SWC’s Fast Five
A busy week, as we learned more about life-saving COVID-19 drugs, the Supreme Court made a landmark civil rights ruling and more.
So, here’s this week’s Fast Five:
1 The persistent U.S. racial wealth gap burdens black Americans and the economy
Black leaders in business and finance say unrest has ties to both racial injustice and racial disparity in income and wealth between African Americans and whites in the U.S.
2 Coronavirus: Dexamethasone proves first life-saving drug
In a trial led by a team from Oxford University, dexamethasone cut the risk of death from 40 percent to 28 percent of patients on ventilators, 25 percent to 20 percent of patients needing oxygen. The drug is part of the world’s biggest trial testing existing treatments to see if they also work for coronavirus.
3 Why experts were wrong when they said U.S. hospitals would be overwhelmed by COVID-19 patients
Early data from the Centers for Disease Control and Prevention suggested that for every person who died of COVID-19, more than 11 would be hospitalized. A subsequent model released in April assumed seven hospitalizations per death. Both ratios were too high. The current ratio is about four hospital admissions per death.
4 Supreme Court ruling protects LGBT people from discrimination in employment
The court decided by a 6-3 vote that a key provision of the Civil Rights Act of 1964 known as Title VII that bars job discrimination because of sex, among other reasons, encompasses bias against LGBT workers.
5 Bicycles are the new toilet paper. Good luck finding one.
Dust off the old Schwinn if, like millions of people around the globe, you’ve decided bicycle riding solves your commute, exercise or entertainment challenges during the pandemic – they’re hard to find. Bicycle sales in the last two months saw their biggest U.S. spike since the 1970s oil crisis.
::::
*Instructions*.
**A)** Write out the stretch of the Fast Five roundup from "3 Why experts" through "luck finding one.".
**B)** According to the Fast Five roundup, what is the current ratio of hospital admissions to COVID-19 deaths?
**C)** Which numbered headlines appear in the Fast Five roundup?
::::
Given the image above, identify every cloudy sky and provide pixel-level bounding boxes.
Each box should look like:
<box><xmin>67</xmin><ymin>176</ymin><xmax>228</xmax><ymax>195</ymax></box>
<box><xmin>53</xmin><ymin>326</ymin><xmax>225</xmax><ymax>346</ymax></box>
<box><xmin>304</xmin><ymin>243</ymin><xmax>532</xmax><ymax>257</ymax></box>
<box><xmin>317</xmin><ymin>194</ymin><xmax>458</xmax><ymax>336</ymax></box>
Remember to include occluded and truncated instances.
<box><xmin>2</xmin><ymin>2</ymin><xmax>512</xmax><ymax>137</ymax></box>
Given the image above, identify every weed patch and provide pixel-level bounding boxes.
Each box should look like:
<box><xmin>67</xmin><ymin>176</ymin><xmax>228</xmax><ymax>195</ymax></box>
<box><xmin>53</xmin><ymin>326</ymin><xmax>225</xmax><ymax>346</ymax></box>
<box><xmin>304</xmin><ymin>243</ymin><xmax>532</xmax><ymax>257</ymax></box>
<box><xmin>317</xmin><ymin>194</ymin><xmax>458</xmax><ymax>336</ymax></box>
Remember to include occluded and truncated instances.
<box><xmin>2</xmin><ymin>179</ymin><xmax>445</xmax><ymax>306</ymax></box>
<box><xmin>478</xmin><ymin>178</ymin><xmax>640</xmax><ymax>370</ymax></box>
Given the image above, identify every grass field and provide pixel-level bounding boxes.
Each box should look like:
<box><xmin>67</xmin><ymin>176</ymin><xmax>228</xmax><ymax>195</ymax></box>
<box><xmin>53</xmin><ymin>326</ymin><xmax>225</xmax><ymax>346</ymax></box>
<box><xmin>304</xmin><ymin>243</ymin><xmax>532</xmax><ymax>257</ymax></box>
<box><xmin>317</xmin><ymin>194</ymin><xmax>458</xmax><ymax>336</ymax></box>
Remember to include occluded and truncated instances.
::::
*Responses to the exercise*.
**A)**
3 Why experts were wrong when they said U.S. hospitals would be overwhelmed by COVID-19 patients
Early data from the Centers for Disease Control and Prevention suggested that for every person who died of COVID-19, more than 11 would be hospitalized. A subsequent model released in April assumed seven hospitalizations per death. Both ratios were too high. The current ratio is about four hospital admissions per death.
4 Supreme Court ruling protects LGBT people from discrimination in employment
The court decided by a 6-3 vote that a key provision of the Civil Rights Act of 1964 known as Title VII that bars job discrimination because of sex, among other reasons, encompasses bias against LGBT workers.
5 Bicycles are the new toilet paper. Good luck finding one.

**B)** About four hospital admissions per death.

**C)**
1. The persistent U.S. racial wealth gap burdens black Americans and the economy
2. Coronavirus: Dexamethasone proves first life-saving drug
3. Why experts were wrong when they said U.S. hospitals would be overwhelmed by COVID-19 patients
4. Supreme Court ruling protects LGBT people from discrimination in employment
5. Bicycles are the new toilet paper. Good luck finding one.